§ **PROMPT**:
In the records below, find the line containing "Target: green mountain" and the line containing "Target: water reflection"; please repeat exactly the lines from one to the other, both included, and nothing more.

MATERIAL SUPPLIED section start

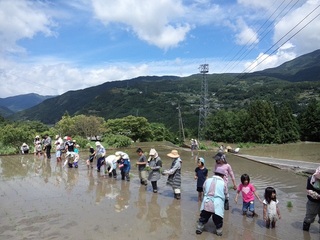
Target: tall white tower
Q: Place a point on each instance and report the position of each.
(204, 101)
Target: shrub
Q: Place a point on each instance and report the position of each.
(117, 141)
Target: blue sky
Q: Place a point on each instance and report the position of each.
(50, 47)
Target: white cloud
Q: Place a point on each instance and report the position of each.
(247, 35)
(21, 19)
(263, 61)
(57, 78)
(308, 39)
(152, 21)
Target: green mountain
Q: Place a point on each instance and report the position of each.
(21, 102)
(303, 68)
(157, 98)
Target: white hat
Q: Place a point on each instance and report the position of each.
(220, 171)
(173, 154)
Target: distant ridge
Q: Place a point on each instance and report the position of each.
(157, 97)
(22, 102)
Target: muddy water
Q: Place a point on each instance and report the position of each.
(42, 200)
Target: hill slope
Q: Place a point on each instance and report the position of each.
(157, 98)
(22, 102)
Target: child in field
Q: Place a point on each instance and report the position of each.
(270, 207)
(76, 156)
(221, 161)
(91, 157)
(154, 164)
(58, 151)
(248, 192)
(313, 203)
(215, 190)
(124, 164)
(142, 163)
(201, 174)
(174, 178)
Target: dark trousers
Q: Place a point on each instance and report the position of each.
(205, 216)
(113, 173)
(100, 161)
(125, 175)
(48, 151)
(154, 185)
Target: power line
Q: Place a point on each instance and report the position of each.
(284, 37)
(250, 48)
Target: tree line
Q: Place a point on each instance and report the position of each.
(261, 122)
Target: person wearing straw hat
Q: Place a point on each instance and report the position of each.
(174, 178)
(24, 148)
(123, 161)
(313, 203)
(212, 205)
(155, 164)
(100, 155)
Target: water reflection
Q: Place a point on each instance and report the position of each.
(159, 214)
(153, 215)
(141, 203)
(122, 199)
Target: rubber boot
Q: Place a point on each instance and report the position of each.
(268, 223)
(219, 232)
(226, 204)
(306, 226)
(200, 227)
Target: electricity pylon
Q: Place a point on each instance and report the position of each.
(204, 101)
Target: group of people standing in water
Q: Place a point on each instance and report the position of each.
(214, 197)
(213, 192)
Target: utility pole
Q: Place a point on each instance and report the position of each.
(181, 129)
(204, 101)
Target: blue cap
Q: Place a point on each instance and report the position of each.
(201, 160)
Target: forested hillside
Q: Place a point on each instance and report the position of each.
(157, 98)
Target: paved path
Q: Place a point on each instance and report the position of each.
(297, 166)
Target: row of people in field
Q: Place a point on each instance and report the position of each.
(148, 168)
(214, 197)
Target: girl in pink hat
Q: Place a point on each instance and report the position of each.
(313, 204)
(174, 178)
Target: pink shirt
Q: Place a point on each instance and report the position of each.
(247, 192)
(228, 171)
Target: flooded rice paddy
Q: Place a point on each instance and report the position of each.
(41, 199)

MATERIAL SUPPLIED section end

§ **ANSWER TO THE EXERCISE**:
Target: green mountain
Q: Place a point on each instance and report the position of each.
(21, 102)
(303, 68)
(157, 98)
Target: white hat
Q: Place a point on each instance and report the position of each.
(220, 171)
(173, 154)
Target: distant ridge
Q: Place a point on each instance and report the position of each.
(157, 97)
(22, 102)
Target: muddy water
Q: Place a point on each instance and report the position of each.
(42, 200)
Target: hill slope
Q: Place a point on each instance and report the position of each.
(157, 98)
(22, 102)
Target: child in field
Q: Place a point on each instance and report the position of each.
(270, 207)
(76, 156)
(221, 161)
(91, 157)
(154, 164)
(58, 151)
(248, 192)
(313, 203)
(215, 190)
(124, 164)
(142, 163)
(201, 174)
(174, 178)
Target: dark trousers
Q: Place a point on each instance and report the position of each.
(205, 216)
(113, 173)
(100, 161)
(125, 175)
(48, 151)
(154, 185)
Target: power line
Q: Place a point on each instance and report the position of each.
(284, 37)
(250, 48)
Target: tree line
Q: Place a point on each instance and report the position of each.
(261, 122)
Target: person wearing straw hat
Q: Place a point on each instance and report the position of each.
(174, 178)
(24, 148)
(123, 161)
(313, 203)
(212, 205)
(155, 164)
(100, 155)
Target: water reflection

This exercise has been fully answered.